#### [WHAT IS ASKED]
1. Reproduce the passage on moderate Republicans word for word, starting with "By the end of" and going on through "of its heretics.".
2. In the passage on moderate Republicans, which figures are named as standard-bearers of the progressive and moderate Republicans in 1960?
3. Write what comes next in the passage on moderate Republicans, picking up after its final sentence.

#### [PASSAGE]
____
The Disappeared
Conservatives today deride moderate GOPers as “Republicans in Name Only.” But they used to matter—until the politics of passion overwhelmed them.
By the end of the 1950s, though, a new mobilization of the right was starting to make itself felt within the Republican Party. These conservatives—who had been awakened initially by Joseph McCarthy, and who in 1960 lined up to draft Barry Goldwater for the nomination, impressed by his hostility to organized labor and his denunciation of Eisenhower’s “dime store New Deal”—believed that their side lost elections because they did not offer a sufficiently clear ideological alternative to liberalism. Success would only come—and would only matter—if the Republican Party stood for clear principles and could be purified of its heretics.
They were countered by another new force: that of “progressive” Republicans, who wanted to claim the Republican Party as the party of the civil-rights movement (untainted by the Democratic Party’s reliance on segregationists in the South) and of national reform in the tradition of Teddy Roosevelt. The earlier moderate Republicans, following Eisenhower, had relied on appeals to traditional authority; the progressives, by contrast, recognized the need to counter the right by actively organizing within the party. In 1960, Kabaservice argues, the progressive and moderate Republicans, with standard-bearers like Jacob Javits, Gerald Ford, and Rockefeller, looked at least as strong as the conservatives. They had intellectual organizations, they had financial support, they had deep citizens’ groups to elect Republican candidates in 1948 and 1952, and they had a political strategy.
____
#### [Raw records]
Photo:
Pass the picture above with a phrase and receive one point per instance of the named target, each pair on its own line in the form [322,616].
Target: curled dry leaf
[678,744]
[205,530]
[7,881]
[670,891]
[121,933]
____
#### [ANSWERS TO EACH TASK]
1.
By the end of the 1950s, though, a new mobilization of the right was starting to make itself felt within the Republican Party. These conservatives—who had been awakened initially by Joseph McCarthy, and who in 1960 lined up to draft Barry Goldwater for the nomination, impressed by his hostility to organized labor and his denunciation of Eisenhower’s “dime store New Deal”—believed that their side lost elections because they did not offer a sufficiently clear ideological alternative to liberalism. Success would only come—and would only matter—if the Republican Party stood for clear principles and could be purified of its heretics.

2. Jacob Javits, Gerald Ford, and Rockefeller.

3.
The moderate Republicans, Kabaservice notes, “have to be counted among history’s losers, but this is not a history without heroes.” The central protagonists of Rule and Ruin are those Republicans who sought actively to find ways to build an intellectual and political movement around their moderate cause. In the spring of 1961, Tom Hayden—then a junior at the University of Michigan—wrote an article for the annual college issue of Mademoiselle called “Who Are the Student Boat-Rockers?” Alongside the left-wing Students for a Democratic Society and the right-wing Young Americans for Freedom, Hayden described Advance, a magazine founded by two Harvard undergraduates, Bruce Chapman and George Gilder, who wanted to promote progressive Republicanism. The journal sought to develop a new political philosophy for modern America: one that “borrows freely from the best of ‘conservatism’ and ‘liberalism’ and whose essence is not mere moderation.”
Both Gilder and Chapman would subsequently move to the right, with Gilder, in particular, becoming an ardent anti-feminist and a prominent conservative writer, publishing his best-selling defense of supply-side economics, Wealth and Poverty, in 1981. Throughout the 1960s, though, he and Chapman were at the head of the efforts to promote the progressive cause within the Republican Party. Advance got a good deal of attention for its attacks on Republican negativism and its claim that the best way forward would be for the Republican Party to draw on its abolitionist tradition and become the party of civil rights, the “nation’s most important domestic issue,” rather than adopt what would become known as the Southern strategy. For all its positive press, the journal folded in 1963 for lack of funds, but it did help to spawn the Ripon Society—named for the Ripon, Wisconsin, birthplace of the Republican Party—an intellectual and political club for moderate Republicans that sought to define a vision for the party that could challenge its popular image “as a party of obstruction and negativism.”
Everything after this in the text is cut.